● The problem:
Return, word for word, only the lines of the data below that lie between the line with "Please tag every instance of the craft" and the line with "Please tag every instance of the red craft", those two lines included.

:: Records provided ::

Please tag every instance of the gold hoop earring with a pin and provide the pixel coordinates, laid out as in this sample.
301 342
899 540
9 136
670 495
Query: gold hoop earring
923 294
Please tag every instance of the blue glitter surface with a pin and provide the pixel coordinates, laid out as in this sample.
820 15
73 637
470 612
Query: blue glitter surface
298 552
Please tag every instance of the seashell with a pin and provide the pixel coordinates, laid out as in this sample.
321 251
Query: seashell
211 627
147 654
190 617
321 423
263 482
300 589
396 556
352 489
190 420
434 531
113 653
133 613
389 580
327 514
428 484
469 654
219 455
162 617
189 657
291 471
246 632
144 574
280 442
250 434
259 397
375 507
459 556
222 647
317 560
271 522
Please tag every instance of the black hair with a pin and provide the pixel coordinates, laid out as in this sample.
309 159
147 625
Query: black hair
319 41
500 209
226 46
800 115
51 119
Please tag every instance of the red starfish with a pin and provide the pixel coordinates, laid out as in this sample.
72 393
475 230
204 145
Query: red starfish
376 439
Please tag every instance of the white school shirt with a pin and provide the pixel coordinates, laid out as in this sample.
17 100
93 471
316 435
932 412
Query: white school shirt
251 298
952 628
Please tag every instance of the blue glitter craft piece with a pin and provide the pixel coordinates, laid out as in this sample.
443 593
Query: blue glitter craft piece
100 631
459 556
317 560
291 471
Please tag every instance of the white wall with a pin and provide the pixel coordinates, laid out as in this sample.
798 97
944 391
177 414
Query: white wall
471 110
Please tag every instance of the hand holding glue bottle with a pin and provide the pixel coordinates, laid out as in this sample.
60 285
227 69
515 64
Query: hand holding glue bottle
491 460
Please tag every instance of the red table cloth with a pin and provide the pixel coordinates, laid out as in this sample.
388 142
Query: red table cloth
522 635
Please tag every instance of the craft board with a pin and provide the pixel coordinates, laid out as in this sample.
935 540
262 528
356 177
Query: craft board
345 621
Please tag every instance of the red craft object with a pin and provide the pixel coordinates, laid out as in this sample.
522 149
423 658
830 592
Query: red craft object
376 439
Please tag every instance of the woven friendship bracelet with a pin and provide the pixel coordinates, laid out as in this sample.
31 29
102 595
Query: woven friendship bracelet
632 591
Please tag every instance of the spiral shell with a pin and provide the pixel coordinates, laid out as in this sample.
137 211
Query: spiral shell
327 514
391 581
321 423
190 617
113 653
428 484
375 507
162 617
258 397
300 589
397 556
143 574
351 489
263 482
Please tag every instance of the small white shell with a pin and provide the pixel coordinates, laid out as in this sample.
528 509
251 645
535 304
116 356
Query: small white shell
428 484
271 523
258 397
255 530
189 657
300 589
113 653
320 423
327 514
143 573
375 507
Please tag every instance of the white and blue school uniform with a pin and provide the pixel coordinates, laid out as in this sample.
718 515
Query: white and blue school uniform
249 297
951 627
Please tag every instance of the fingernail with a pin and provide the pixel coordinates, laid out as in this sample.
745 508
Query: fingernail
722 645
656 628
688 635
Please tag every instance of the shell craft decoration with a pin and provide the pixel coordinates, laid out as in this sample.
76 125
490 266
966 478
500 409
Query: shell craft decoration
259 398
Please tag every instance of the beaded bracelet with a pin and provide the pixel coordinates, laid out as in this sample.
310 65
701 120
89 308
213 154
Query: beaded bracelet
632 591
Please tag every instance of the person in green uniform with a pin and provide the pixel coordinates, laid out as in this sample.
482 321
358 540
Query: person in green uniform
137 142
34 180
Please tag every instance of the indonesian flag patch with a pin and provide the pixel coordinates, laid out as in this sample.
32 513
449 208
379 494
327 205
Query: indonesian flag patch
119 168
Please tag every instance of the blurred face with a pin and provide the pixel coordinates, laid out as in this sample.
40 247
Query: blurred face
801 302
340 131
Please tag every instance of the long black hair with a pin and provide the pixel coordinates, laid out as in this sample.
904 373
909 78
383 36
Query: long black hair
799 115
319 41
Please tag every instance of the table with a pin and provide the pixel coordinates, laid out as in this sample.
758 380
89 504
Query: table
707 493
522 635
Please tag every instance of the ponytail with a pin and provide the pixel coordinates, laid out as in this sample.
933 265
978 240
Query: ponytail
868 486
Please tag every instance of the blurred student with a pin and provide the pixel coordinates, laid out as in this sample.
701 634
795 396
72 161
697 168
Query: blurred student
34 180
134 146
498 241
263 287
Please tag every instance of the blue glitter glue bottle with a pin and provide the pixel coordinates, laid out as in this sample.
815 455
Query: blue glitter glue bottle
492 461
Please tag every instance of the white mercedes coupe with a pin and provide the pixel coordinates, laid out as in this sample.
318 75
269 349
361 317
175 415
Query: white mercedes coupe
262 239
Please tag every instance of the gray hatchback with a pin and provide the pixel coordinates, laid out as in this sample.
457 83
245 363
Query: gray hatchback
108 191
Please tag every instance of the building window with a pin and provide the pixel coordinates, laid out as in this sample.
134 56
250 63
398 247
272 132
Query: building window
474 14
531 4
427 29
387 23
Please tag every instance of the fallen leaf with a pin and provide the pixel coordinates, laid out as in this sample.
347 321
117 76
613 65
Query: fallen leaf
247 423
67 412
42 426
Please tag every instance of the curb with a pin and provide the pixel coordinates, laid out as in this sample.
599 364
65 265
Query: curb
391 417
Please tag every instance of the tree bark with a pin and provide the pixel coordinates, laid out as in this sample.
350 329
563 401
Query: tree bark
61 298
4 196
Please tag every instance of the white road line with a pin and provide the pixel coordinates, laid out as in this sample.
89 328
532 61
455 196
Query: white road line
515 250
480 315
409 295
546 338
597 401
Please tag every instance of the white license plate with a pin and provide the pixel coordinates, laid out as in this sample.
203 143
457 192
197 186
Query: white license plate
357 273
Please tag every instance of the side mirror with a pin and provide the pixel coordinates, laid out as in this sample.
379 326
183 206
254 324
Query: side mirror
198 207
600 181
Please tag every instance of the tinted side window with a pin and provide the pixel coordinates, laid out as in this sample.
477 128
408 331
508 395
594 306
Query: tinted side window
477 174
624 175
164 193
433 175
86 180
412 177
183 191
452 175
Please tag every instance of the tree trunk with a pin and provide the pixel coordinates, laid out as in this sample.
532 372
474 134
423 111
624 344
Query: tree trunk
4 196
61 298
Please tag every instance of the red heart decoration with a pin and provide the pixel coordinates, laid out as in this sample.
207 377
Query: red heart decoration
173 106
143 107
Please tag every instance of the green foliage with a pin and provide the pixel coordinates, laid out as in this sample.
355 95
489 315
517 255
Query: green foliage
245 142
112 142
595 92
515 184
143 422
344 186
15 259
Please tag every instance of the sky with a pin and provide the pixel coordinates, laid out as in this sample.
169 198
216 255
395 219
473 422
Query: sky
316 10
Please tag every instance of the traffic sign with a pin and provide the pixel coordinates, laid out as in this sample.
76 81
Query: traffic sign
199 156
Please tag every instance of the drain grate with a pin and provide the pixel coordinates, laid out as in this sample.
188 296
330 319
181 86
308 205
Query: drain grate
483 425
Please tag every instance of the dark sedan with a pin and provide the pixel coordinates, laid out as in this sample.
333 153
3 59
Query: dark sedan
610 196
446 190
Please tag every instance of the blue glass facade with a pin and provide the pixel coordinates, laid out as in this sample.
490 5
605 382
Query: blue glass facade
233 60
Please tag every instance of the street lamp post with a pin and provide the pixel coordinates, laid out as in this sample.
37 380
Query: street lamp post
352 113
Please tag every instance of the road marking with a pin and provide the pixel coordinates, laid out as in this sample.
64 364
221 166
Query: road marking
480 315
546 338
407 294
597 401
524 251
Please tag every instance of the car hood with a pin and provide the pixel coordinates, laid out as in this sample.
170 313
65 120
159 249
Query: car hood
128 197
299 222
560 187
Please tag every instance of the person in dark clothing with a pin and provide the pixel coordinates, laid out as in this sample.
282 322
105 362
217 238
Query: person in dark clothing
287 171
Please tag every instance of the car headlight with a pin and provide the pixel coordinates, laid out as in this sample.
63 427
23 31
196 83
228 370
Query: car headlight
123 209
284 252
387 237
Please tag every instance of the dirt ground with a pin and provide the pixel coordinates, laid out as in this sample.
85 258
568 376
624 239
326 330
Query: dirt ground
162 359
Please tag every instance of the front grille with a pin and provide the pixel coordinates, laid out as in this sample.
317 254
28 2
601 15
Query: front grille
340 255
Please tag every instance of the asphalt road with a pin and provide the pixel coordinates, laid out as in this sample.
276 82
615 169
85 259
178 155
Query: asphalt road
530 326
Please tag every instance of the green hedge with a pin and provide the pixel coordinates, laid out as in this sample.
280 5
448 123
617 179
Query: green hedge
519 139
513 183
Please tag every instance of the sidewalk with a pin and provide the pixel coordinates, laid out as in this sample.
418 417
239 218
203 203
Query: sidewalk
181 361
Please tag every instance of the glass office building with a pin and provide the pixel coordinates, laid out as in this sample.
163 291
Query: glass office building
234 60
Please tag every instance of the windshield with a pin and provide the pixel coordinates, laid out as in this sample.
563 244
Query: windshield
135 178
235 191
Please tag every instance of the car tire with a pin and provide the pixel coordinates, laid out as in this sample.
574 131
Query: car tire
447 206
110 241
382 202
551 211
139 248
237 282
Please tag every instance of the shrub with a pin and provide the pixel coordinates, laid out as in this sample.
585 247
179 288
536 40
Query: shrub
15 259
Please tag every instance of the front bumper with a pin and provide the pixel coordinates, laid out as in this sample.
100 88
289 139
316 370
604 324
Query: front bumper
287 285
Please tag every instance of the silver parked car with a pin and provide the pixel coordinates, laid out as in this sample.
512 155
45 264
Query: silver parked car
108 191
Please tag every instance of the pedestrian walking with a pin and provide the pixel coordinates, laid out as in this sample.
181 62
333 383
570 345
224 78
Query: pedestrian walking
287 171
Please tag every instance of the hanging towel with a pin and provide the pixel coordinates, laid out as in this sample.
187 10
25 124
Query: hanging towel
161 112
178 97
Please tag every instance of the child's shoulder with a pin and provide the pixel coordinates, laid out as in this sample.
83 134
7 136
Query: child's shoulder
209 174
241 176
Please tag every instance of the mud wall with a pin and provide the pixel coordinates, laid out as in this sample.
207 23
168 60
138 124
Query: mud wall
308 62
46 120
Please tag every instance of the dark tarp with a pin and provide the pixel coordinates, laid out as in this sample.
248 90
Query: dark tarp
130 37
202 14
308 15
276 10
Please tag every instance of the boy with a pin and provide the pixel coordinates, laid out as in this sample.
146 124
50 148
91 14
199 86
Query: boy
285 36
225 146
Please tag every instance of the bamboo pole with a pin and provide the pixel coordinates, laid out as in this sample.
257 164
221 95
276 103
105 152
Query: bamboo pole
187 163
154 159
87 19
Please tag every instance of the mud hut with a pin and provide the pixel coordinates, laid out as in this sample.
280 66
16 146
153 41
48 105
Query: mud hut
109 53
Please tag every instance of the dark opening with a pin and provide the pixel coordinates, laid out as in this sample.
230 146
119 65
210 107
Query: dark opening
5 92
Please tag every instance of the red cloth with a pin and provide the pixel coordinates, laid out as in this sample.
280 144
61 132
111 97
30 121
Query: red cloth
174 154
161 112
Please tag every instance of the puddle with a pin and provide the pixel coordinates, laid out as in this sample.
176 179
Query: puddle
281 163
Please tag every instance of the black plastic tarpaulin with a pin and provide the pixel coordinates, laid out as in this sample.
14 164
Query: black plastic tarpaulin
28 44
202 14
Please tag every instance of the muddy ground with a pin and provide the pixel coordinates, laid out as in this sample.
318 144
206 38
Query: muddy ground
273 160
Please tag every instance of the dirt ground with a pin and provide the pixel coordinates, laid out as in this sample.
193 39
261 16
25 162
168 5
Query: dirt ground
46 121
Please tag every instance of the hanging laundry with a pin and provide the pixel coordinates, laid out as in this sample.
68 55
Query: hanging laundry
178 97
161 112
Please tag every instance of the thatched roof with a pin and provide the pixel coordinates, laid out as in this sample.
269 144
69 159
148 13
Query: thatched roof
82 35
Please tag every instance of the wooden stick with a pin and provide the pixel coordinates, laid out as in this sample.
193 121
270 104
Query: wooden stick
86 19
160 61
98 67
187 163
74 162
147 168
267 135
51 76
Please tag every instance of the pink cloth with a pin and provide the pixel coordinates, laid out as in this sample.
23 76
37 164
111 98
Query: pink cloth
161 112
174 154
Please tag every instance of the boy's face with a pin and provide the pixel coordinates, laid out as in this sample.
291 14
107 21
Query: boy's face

:::

● Result:
Please tag every instance of the craft board with a pin and provide the pixel coordinates, laid out as in this sample.
935 540
262 528
356 177
Query: craft board
345 621
Please tag every instance of the red craft object with a pin and provide the pixel coordinates, laid out as in this sample.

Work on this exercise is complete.